抜粋 —

在沖米軍と一口に言っても、部隊によって街の雰囲気は違い、食べる量も違うそうだ。コザは嘉手納基地の門前町だから空軍(エアフォース)が多く、家族で住んでいる地上勤務の人も多い。それに対して、金武のキャンプ・ハンセンは海兵隊(マリーン)の基地で、若者の街だ。
エアフォースはビールを飲みますけど、マリーンはぜんぜんビールを飲まないです。戦争する一線部隊の軍人だから、ビールを飲んだらいかん、太ったらいかんと言うんです。エアフォースの場合は、太った人や、年配も多いんですよね。だから、エアフォースは、ビール飲むけど、あまり食べない。
確かにタコスはビールによく合う。勝田さんの「チャーリー多幸寿」をはじめコザ一帯にタコス店が多いのは、エアフォースの街のせいかもしれない。一方、タコライスという料理が金武の街で生まれて一気に広まったのは、若い兵士が多い「飲まない街」ならではのことだったのかと得心がいった。

所定の課題 1 —
在沖米軍の街に関する抜粋に登場する飲食物の名称をすべて挙げてください。
所定の課題 2 —
在沖米軍の街に関する抜粋によれば、金武のキャンプ・ハンセンはどの軍の基地ですか。
所定の課題 3 —
在沖米軍の街に関する抜粋を、最後の文の直後から書き継いでください。

提供資料 —
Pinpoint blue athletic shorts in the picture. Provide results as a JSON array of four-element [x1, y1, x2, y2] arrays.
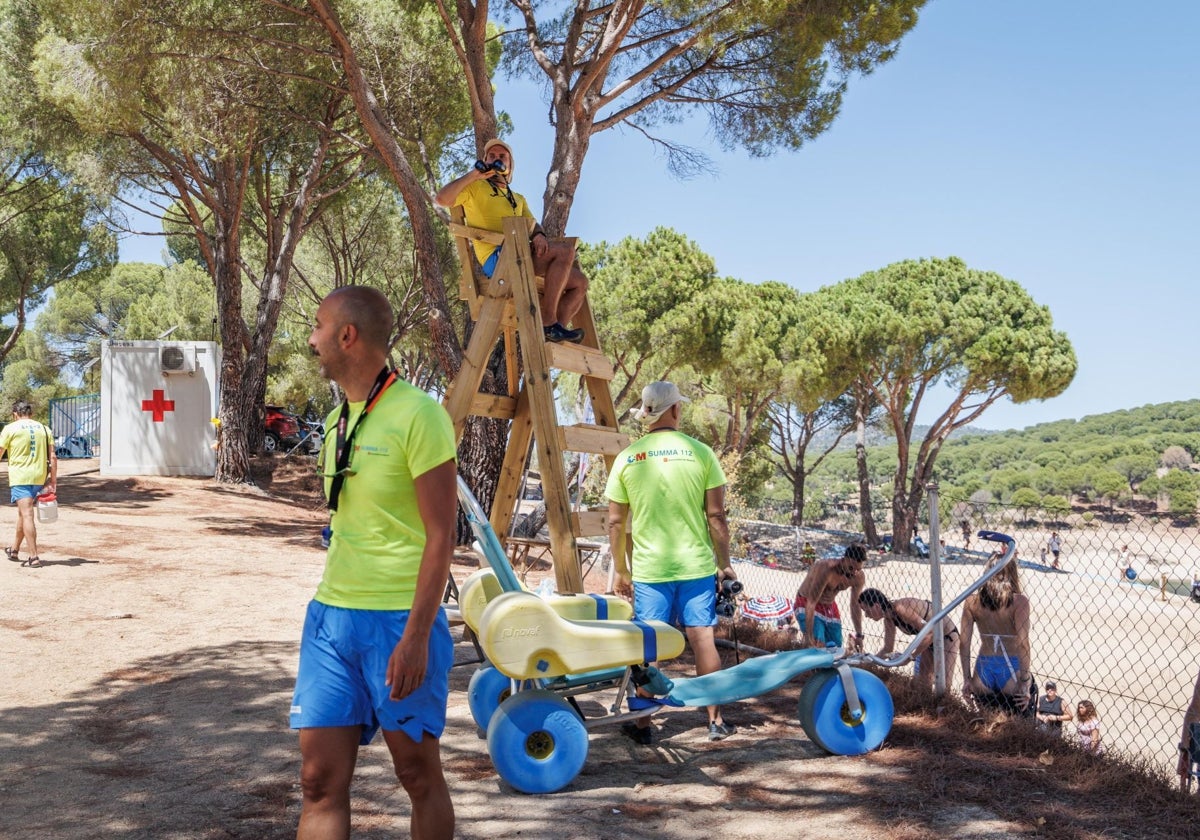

想定解答 1 —
ビール、タコス、タコライス

想定解答 2 —
海兵隊(マリーン)の基地です。

想定解答 3 —
タコスの具をそのまま米飯にのせたタコライスという料理がある。沖縄では学校給食でもファミレスでも吉野家でも出てくる県民食だ。レトルトのパックがいくつもの会社から出ていて、スーパーのセールの目玉商品になる。今では「新しい沖縄料理」の観すらある。
このタコライスは、タコスを日本人向けにアレンジしたものかと思っていた。あの濃い味付けの肉味噌でご飯が何杯もいける、とは誰でも考えそうだ。意外なことに、あれは米兵向けに「発明された」料理である。
金武町はタコライス発祥の地。巨大タコライスを作ってギネス登録し、「タコライス日本一の町」を謳っている。コザから高速に乗れば20分かそこらの距離だが、だいぶ雰囲気の違う海兵隊の街だ。
金武のキャンプ・ハンセンには、第12海兵連隊の司令部が置かれ、西太平洋で唯一の都市型戦闘訓練施設があるという。朝鮮戦争の頃、射撃演習場として整備され、ベトナム戦争時には大規模な兵舎が完成して出撃前の兵士が溢れた。それはもう凄まじい「ドルの雨」が降ったそうだ。
タコライスを「発明」したのは、タコライスの有名チェーン店「キングタコス」の創業者・儀保松三氏。別名義の店「パーラー千里」で1984年頃にメニューに出したのが始まりだ。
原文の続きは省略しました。